» **Tâches proposées**:
[1] D’après le texte consacré à Messaouda Dendoune, de quel appareil Nadir Dendoune est-il accompagné ?
[2] Poursuivez le texte consacré à Messaouda Dendoune à la suite de sa dernière phrase.

» **Texte présenté**:

————

« L’Algérie, mon beau pays, Je t’aimerai jusqu’à la mort, Loin de toi, moi je vieillis, Rien n’empêche que je t’adore, Avec tes sites ensoleillés, Tes montagnes et tes décors, Jamais je ne t’oublierais, Quelque soit mon triste sort », L’Algérie, mon beau pays, Slimane Azem.

Des yeux noirs entourés de khôl, de longs cheveux argentés, masqués par du henné et un foulard à fleurs. C’est ainsi que l’on découvre Messaouda Dendoune, une Yemma emblématique de ces femmes de l’Algérie rurale, qui ont traversé la Méditerranée, une vieille dame à la personnalité attachante arrivée en France il y a plus de 60 ans. Nadir Dendoune, accompagné d’une vieille caméra à cassette, rend hommage à ces oubliées de l’Histoire qui ont tout abandonné pour suivre leur mari en France. Car il y a plus inconnu que l’immigré, il y a sa femme.

————

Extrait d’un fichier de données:
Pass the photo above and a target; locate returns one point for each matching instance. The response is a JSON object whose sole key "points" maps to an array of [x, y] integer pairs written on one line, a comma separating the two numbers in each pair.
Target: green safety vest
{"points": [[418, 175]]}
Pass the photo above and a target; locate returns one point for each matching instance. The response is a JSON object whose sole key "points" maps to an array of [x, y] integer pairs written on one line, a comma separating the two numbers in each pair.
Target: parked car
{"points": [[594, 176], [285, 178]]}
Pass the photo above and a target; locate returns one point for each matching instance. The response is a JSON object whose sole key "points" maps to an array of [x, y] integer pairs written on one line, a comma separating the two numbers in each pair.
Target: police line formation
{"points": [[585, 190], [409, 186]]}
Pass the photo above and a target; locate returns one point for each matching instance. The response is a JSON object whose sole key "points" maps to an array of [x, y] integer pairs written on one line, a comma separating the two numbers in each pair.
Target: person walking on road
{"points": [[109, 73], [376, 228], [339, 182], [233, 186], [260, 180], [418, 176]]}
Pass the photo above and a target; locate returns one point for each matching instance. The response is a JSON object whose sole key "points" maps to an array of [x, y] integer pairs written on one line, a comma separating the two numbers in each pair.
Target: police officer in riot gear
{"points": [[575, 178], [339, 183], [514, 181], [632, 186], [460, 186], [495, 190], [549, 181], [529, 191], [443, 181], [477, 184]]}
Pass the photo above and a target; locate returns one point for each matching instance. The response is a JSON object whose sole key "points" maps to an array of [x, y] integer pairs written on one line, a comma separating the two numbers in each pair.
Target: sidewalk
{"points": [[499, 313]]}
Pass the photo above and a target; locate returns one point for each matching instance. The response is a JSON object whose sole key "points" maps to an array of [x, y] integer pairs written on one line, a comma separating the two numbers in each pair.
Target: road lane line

————

» **Réponses dans l’ordre**:
[1] D’une vieille caméra à cassette.

[2]
Des Figues en avril n’est pas un film mais une invitation. Messaouda nous ouvre la porte de son F2 situé dans une cité de l’Ile Saint Denis. Elle nous y prépare le café avec sa vieille cafetière moka. On regarde dans sa petite télévision l’émission « Les Douze coups de midi ». On contemple avec tendresse les photos de famille décorant le couloir au papier peint beige. On la suit dans son quotidien qui semble bien réglé : marché, cuisine, vaisselle, nettoyage du sol (« une fois par semaine mais avant, quand il y avait les enfants, c’était une fois par jour »). En la regardant, je ne peux m’empêcher de penser à ma grand-mère. Si la mienne ne vient pas de Kabylie, ne porte pas de khôl et n’a pas les cheveux aussi longs, elle a en commun avec Messaouda tous ces gestes et ces paroles que les filles et fils d’immigrés ne connaissent que trop bien. Mima va au marché tous les mardis, elle cache ses cheveux blancs avec du henné et regarde les séries turques mal doublées sur 2M ou Al Jazeera. Et enfin, comme Messaouda, elle a quitté sa terre natale pour suivre mon grand-père en France.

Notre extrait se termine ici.